# [EXERCISE GOAL]
Continue the London Dynamo cycling newsletter from where it stops, keeping its tone and style.

## start TEXT EXTRACT

London Dynamo Newsletter #7, 14.05.04

November 21, 2010

London Dynamo Newsletter #7, 14.05.04

Your fair-minded, even-handed and above-board Newsletter tries to be an impartial judge at the best of times – but it has become increasingly clear to us that a couple of recent races have ended more embarrassingly than Richard ‘Cry-Baby’ Virenque’s famous appearance on the witness stand. Two riders thought they had clinched victory this week only to be told by strict British Cycling Federation lawmakers that they had lost their case. But let’s not lock ’em up and throw away the key just yet! There is a strong possibility, members of the jury, that both riders were victims of the total and utter chaos that ruled each event. This latest edition of your favourite cycling-related weekly email update-a-thon will sift through the evidence and judge each case on its merits. Here comes the first witness…

Twin-cylinder titan GUY ‘I’VE GOT THE POWER’ POWDRILL was firmly in the driving seat at Ladies Mile on Sunday – and The Engine’s peak performance was partly driven by some great tactical steering from a group of well-oiled Dynamo spark plugs. Forming what is probably the best team turnout in a single race since the Hillingdon beginners’ events back in February, ROB ‘ALL-WEATHER’ TUBBS, ALEX ‘BIG AL’ BALFOUR, ‘AUSSIE’ CRAIG THOMPSON and TOM ‘QUIET MAN’ HEMMANT set the pace in fine style. Tom, Craig and Alex then sat up at the front of the 32-mile 3/4/W/J race in East Grinstead, giving Guy the opportunity to a launch a potentially suicidal one-man break with 16 miles to go. But the fantastic four were stunned when no-one reacted to their tactics, leaving the towering triathlete to time-trial the remaining four laps – and amazingly, he romped home almost two minutes ahead of the bunch. Back of the net! And lucky Guy wins the prestigious London Dynamo Newsletter Result Of The Week gong for his efforts. Official race results have been strangely unforthcoming from BCF central this week, but unverified reports state that Rob clinched 7th place and Craig came 13th while Alex reckons he was also “up there”. Tom had a visit from the bothersome mechanical fairy and dropped out when the pesky imp flipped off his chain. Bad luck, sir! The Addiscombe rider who won the sprint celebrated in true Tour De France style with a two-handed victory salute until Rob discreetly pointed out that he’d made himself look like a bit of an Eric Zabel. The Tubbster confessed: “I had to cycle alongside him and explain we had a rider up the road for over half the race. ‘You’re joking!’ he said. So the rest of the peloton had not even noticed our rider go.” For the love of David Millar, you’re hardly likely to miss him – he’s 6ft 4in tall!

## end TEXT EXTRACT
## start COLLECTED DATA

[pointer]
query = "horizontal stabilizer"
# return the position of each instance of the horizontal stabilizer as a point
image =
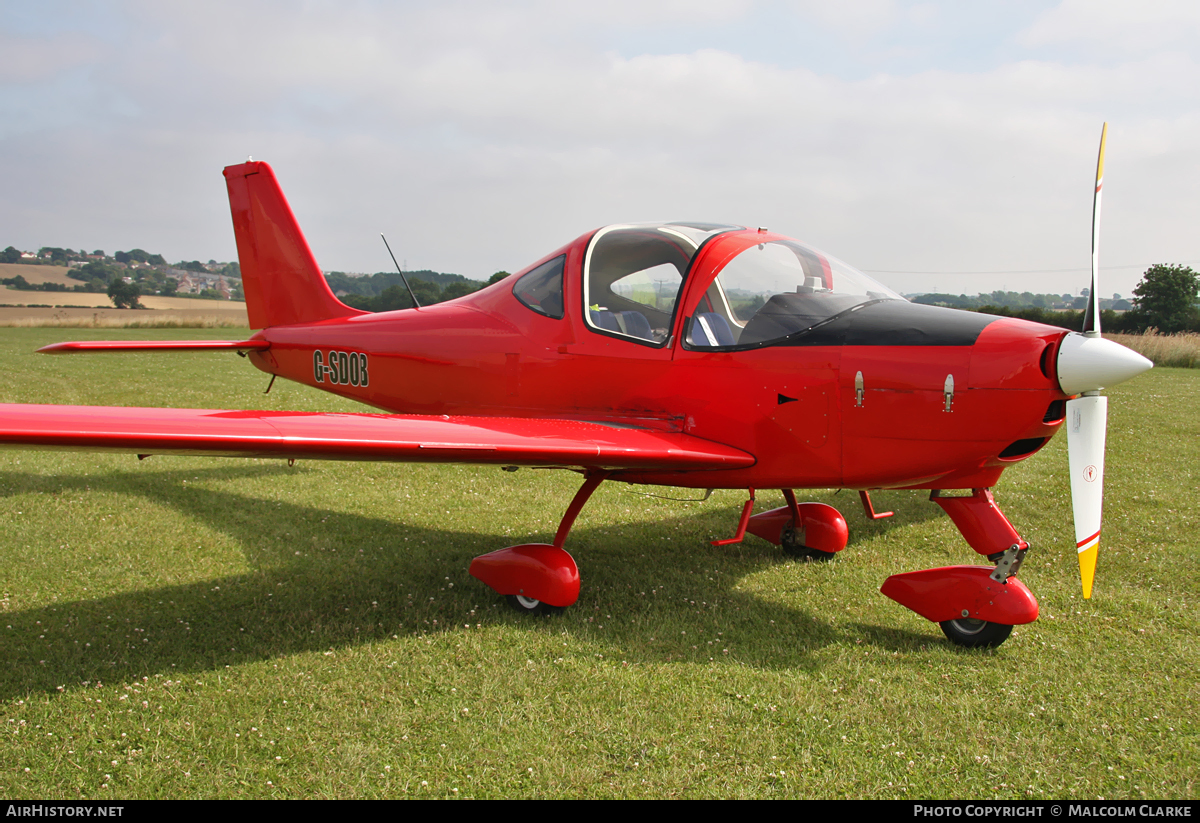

## end COLLECTED DATA

# [ANSWER FOR THE TASK]
But the roles were reversed at Hillingdon on Tuesday when it was the turn of a Dynamo rider to fall victim to race confusion and look a complete fool. With the British Cycling ombudsman signalling four laps to go, hapless CHRIS CAMPBELL began jockeying for position in the 4/W/J race and was amazed to find himself first over the line after the final sprint. But the BCF officials had extended the race by another two laps to prevent riders smacking into the back of the E/1/2/3 boys – so careless Campbell, having wasted his time and energy, had to be content with a mediocre bunch finish while ALEX BASTIN reclaimed some Dynamo dignity by finishing a respectable 7th. Unbelievably – and we’re not making this up – the former fatman got some more bad news the following day when he discovered he was the subject of an unflattering vignette on page 5 of the latest edition of Private Eye. He has no idea what he’s done to deserve this!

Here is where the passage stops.